» PROBLEMS TO WORK ON
1. From the bug report on corrupted network file reads, reproduce the passage from "Description Thomas Lenherr" to "everything is fine.".
2. In the bug report on corrupted network file reads, why does the reporter treat the checksum in /local/sum.md5 as correct? Answer in one to three sentences.
3. Continue the bug report on corrupted network file reads from the point where it ends.

Description Thomas Lenherr 2004-10-21 05:24:02 UTC
Distribution:
gentoo with vanilla kernel 2.6.9

Hardware Environment:
x86: dual xeon 3.06ghz

Problem Description:
If I read large files (~180mB) from a network fs (nfs _and_ smb) which are not
yet cached, I get corrupt files (checked with md5sum, cmp and diff). But if I
read the file again just after the first reading (while it's still in the local
mem-cache) I get the files without any corruption. 
If I read the files from a local fs everything is fine.

Steps to reproduce:
Let's say /nfs is a directory the a nfs-server and /nfs/file has a size of 180mB.
Further let's say /local is a local directory and /local/sum.md5 contains the
_correct_ md5-sum of /nfs/file (built this directly on the server and
transferred it on an other way, so this file _is_ correct).
Now I do the following:
cd /local
cp /nfs/file .    # I see much transfer on eth0 while the file gets transferred
md5sum -c sum.md5 # Result: FAILED
rm file
cp /nfs/file .    # There's almost no load on eth0 as the file is still in the
local cache
md5sum -c sum.md5 # Result: OK

so it seems there's something wrong with the local file-buffer or something like
that...

Ok, I held this report short, but I'll attach a mail I sent on LKML which
contains much more details about what I checked...

» RECORDS SUPPLIED
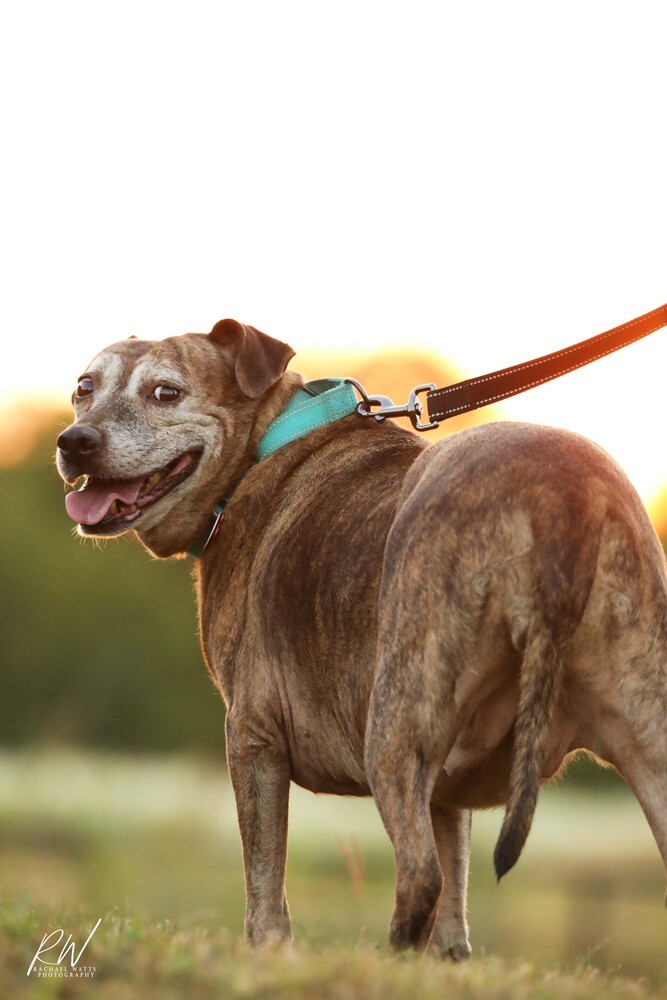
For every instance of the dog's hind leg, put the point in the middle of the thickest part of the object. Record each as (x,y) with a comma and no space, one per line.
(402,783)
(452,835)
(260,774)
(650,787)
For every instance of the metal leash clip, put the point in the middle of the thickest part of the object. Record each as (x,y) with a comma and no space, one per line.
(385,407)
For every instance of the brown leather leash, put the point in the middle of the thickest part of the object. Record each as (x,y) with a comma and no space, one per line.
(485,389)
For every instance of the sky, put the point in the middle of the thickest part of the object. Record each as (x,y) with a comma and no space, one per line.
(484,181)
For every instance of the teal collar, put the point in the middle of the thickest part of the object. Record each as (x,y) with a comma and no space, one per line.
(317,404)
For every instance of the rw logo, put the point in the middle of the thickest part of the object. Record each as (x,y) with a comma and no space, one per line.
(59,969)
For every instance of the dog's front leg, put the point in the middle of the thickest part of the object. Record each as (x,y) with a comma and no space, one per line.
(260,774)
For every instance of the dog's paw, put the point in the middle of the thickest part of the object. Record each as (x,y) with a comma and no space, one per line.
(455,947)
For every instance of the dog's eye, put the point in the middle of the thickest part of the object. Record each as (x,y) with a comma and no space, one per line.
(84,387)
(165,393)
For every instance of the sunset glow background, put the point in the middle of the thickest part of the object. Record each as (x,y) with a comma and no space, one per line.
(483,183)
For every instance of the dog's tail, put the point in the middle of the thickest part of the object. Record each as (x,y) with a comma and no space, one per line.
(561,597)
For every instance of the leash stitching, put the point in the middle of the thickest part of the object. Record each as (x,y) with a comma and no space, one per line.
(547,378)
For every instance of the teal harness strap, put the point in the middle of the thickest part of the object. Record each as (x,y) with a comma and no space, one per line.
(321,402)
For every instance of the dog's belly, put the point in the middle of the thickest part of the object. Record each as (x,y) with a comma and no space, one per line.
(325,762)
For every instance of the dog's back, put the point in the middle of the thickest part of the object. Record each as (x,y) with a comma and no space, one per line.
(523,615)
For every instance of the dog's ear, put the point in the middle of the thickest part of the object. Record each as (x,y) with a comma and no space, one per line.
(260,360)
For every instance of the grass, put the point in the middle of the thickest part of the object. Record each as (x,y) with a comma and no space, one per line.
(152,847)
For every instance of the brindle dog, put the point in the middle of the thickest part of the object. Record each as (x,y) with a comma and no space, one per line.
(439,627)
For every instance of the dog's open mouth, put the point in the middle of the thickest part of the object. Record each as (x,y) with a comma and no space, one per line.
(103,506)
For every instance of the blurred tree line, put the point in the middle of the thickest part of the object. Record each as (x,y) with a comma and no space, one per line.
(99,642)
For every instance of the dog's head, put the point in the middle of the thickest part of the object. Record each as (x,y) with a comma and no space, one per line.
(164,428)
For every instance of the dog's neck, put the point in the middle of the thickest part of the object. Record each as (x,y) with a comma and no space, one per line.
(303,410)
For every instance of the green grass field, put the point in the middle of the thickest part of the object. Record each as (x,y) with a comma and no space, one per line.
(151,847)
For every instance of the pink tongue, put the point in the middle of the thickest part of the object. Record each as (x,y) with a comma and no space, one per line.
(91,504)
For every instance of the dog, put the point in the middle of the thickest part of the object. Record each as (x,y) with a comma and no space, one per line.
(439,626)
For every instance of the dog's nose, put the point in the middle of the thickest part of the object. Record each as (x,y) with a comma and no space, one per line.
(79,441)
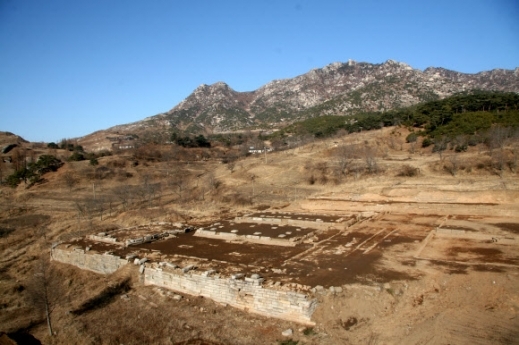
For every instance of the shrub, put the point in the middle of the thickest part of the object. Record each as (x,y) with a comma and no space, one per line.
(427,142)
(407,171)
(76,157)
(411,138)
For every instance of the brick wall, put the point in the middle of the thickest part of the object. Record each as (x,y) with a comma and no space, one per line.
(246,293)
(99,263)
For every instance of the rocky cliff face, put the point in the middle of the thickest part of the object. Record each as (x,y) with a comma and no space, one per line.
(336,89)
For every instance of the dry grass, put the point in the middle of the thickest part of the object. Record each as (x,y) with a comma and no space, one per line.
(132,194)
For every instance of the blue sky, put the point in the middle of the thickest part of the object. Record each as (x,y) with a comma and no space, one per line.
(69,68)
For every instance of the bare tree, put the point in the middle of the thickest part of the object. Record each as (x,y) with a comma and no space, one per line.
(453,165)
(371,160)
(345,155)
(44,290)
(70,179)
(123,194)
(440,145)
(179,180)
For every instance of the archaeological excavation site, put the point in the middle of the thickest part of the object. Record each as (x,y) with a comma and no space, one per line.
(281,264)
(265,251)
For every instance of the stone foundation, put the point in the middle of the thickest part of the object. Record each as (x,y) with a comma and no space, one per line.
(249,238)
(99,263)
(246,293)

» EXPECTED RESPONSES
1.
Description Thomas Lenherr 2004-10-21 05:24:02 UTC
Distribution:
gentoo with vanilla kernel 2.6.9

Hardware Environment:
x86: dual xeon 3.06ghz

Problem Description:
If I read large files (~180mB) from a network fs (nfs _and_ smb) which are not
yet cached, I get corrupt files (checked with md5sum, cmp and diff). But if I
read the file again just after the first reading (while it's still in the local
mem-cache) I get the files without any corruption. 
If I read the files from a local fs everything is fine.

2. The reporter built the checksum directly on the server and transferred it to the local machine by another route. That makes the file trustworthy as a reference.

3.
Sincerly, 
 Thomas
Comment 1 Thomas Lenherr 2004-10-21 05:28:14 UTC
Created attachment 3871 [details]
Further informations

Here's a mail about this bug I sent on the LKML containing much more details

 Thomas Lenherr
Comment 2 Thomas Lenherr 2004-10-28 07:07:26 UTC
It's weird: I'm using 2 proc's (P4) with HT activated and if I deactivate HT I'm
experiencing much less problem (less files get corrupted in average) and if I
deactivate the whole smp-support (so I use only one proc without HT) everything
works fine, all problems gone! 
So this seems to be rather a smp-related thing than fs-related...
Comment 3 Otheus 2007-02-19 14:00:37 UTC
I could NOT reproduce problem on 2.6.9 [SMP] (RHEL 4 AS) on x86_64 (Opteron 880,
both client and server) using files of 168M and 1.6G. 
Comment 4 Natalie Protasevich 2007-09-22 21:28:46 UTC
Does anyone still have this problem with recent kernels? It's been a while, must have been fixed..
Thanks.
Comment 5 Natalie Protasevich 2008-03-04 01:07:54 UTC
Closing the bug. Please reopen if confirmed with latest kernel.